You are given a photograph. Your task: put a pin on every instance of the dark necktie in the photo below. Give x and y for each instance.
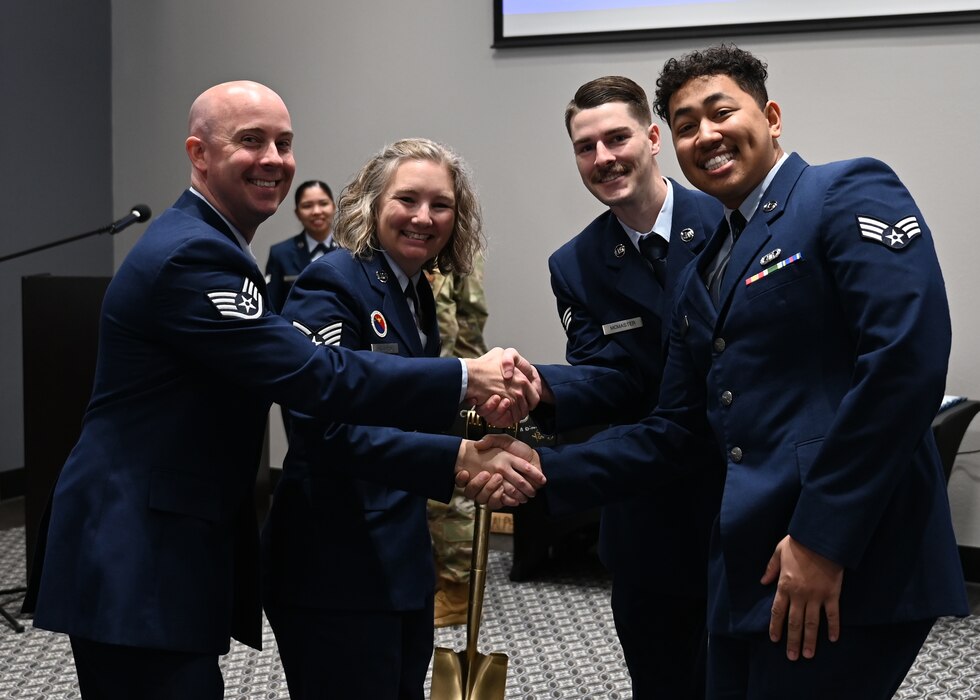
(421, 318)
(654, 249)
(735, 227)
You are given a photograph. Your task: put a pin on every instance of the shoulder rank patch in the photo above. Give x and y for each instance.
(328, 335)
(566, 318)
(246, 303)
(894, 236)
(379, 324)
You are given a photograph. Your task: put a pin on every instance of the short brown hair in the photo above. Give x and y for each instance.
(610, 88)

#### Problem description
Pull out every line from the one with "of the shoulder" to the end of the listing, and output only those.

#### Finished exercise
You are given a photograph. Your task: put a pin on every instance of the shoulder rank patch in the photo above. Give x and y for each instance.
(328, 335)
(566, 318)
(246, 303)
(894, 236)
(379, 324)
You are given a photograph. Your task: put a pin on every instance of the short brown hair in the photo above. Give x and y for each instance.
(610, 88)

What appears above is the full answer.